---- Stored rows

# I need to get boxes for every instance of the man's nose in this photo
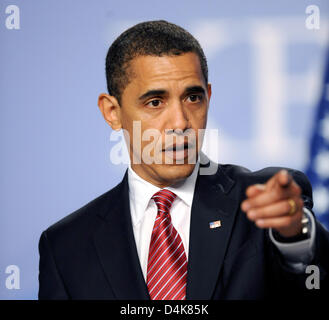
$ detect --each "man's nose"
[168,101,189,131]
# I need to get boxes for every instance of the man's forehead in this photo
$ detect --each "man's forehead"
[130,52,202,76]
[129,52,204,87]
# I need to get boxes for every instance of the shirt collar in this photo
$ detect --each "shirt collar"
[128,162,199,225]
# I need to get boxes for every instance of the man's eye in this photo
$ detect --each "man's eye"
[147,99,161,107]
[187,94,202,102]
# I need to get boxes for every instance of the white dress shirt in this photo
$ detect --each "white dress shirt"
[128,162,315,281]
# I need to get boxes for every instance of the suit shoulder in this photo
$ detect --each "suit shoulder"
[46,183,121,238]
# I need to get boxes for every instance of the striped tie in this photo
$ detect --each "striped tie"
[147,189,187,300]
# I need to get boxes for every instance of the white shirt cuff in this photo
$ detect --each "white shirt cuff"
[269,207,315,272]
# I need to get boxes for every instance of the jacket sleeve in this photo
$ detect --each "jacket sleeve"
[38,231,69,300]
[268,170,329,299]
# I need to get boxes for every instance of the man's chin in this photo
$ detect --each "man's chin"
[154,163,195,185]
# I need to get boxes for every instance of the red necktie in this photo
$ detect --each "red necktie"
[147,189,187,300]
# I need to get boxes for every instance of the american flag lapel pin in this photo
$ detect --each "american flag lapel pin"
[209,220,222,229]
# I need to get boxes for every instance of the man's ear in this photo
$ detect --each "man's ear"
[98,93,122,131]
[207,83,211,100]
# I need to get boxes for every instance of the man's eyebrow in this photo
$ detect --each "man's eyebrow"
[138,89,167,100]
[184,86,206,95]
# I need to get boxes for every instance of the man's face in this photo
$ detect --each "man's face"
[101,53,211,187]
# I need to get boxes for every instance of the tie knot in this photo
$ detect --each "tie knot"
[152,189,177,213]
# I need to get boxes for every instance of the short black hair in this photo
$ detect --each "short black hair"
[106,20,208,103]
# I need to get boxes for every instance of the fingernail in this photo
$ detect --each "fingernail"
[255,184,265,190]
[242,202,250,211]
[281,169,288,176]
[248,210,256,218]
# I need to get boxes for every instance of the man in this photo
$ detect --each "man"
[39,21,329,300]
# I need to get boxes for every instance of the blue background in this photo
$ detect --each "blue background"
[0,0,329,299]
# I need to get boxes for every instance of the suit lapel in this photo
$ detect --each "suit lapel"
[94,172,149,299]
[186,165,239,300]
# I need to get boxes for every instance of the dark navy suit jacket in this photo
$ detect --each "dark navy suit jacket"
[39,165,329,300]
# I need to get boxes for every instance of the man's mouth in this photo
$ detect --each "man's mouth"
[162,142,193,152]
[162,142,194,162]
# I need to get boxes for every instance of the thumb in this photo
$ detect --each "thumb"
[246,184,265,198]
[277,169,292,188]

--------

Task requirements>
Please pull every row above into your answer word for word, leaving out the picture.

Final answer>
# I need to get boxes for every instance of the man's nose in this photo
$ detect --each "man's nose"
[168,101,189,131]
# I need to get boxes for every instance of the man's forehead in this photo
$ detect --each "man's forehead"
[130,52,202,76]
[129,52,204,87]
# I need to get boxes for every instance of the shirt collar in this photo
$ detect --each "shirt collar"
[128,162,199,225]
# I need to get boxes for every instance of the man's eye in this photo
$ detect --each "man's eye"
[147,99,161,107]
[187,94,202,102]
# I need to get boxes for every instance of the white dress shirt in this photo
$ detect --each "white dress shirt"
[128,162,315,281]
# I need to get boxes for every instance of the suit shoulder in this photo
$ detect --each "suit shoulder"
[46,183,121,238]
# I need to get boxes for every instance of the striped tie in this photo
$ detect --each "striped tie"
[147,189,187,300]
# I need to get boxes for every instance of the white shirt cuff in this photo
$ detect --each "white shirt cuff"
[269,207,315,272]
# I need to get boxes for every instance of the jacket sleeve in this photo
$ detect --each "jacket sleeve"
[38,231,69,300]
[268,170,329,299]
# I need to get boxes for every instance of the man's chin in this photo
$ detect --each "man's chin"
[154,163,195,185]
# I need to get boxes for every instance of the red necktie in this photo
$ detect --each "red necktie"
[147,189,187,300]
# I need to get boxes for every instance of the american flag lapel pin in this photo
$ detect --each "american flag lapel pin"
[209,220,222,229]
# I need to get boxes for every instance of the man's ear in this photo
$ detect --each "man's ear"
[98,93,122,131]
[207,83,211,100]
# I need to get boxes for every instance of the man's eyebrow in this photo
$ detect --each "man's eyebrow"
[138,89,167,100]
[184,86,206,95]
# I need to get boxes for every instance of the man's face in this photo
$ detect --each "man's face"
[101,53,211,187]
# I need to get boxes for every instance of the tie knot in this photo
$ detect --each "tie knot"
[152,189,177,213]
# I need to get boxes for every instance of the short black hair in this photo
$ detect --each "short black hair"
[106,20,208,103]
# I need to get boxes for every instance of the fingernail in this photo
$ detect --each "fingernail"
[255,184,265,190]
[242,202,250,211]
[281,169,288,176]
[248,210,256,218]
# I need to get boxes for every instance of the man in this photo
$ detect --each "man"
[39,21,329,300]
# I need to get boxes for every instance of the blue background in this photo
$ detect --each "blue background"
[0,0,329,299]
# I need to get boxes for every instance of the suit lapel in this photo
$ detect --each "suit lapel"
[94,172,149,299]
[186,165,239,300]
# I need to get boxes for every instance of the dark navy suit jacket in this photo
$ detect --each "dark navy suit jacket"
[39,165,329,300]
# I need to get boxes for every instance of the man's mouth in this photo
$ detect --each "man's mouth"
[162,142,193,152]
[162,142,194,162]
# I need to get boxes for every instance of the thumb in this photo
$ detect --each "thumb"
[246,184,265,198]
[277,169,292,188]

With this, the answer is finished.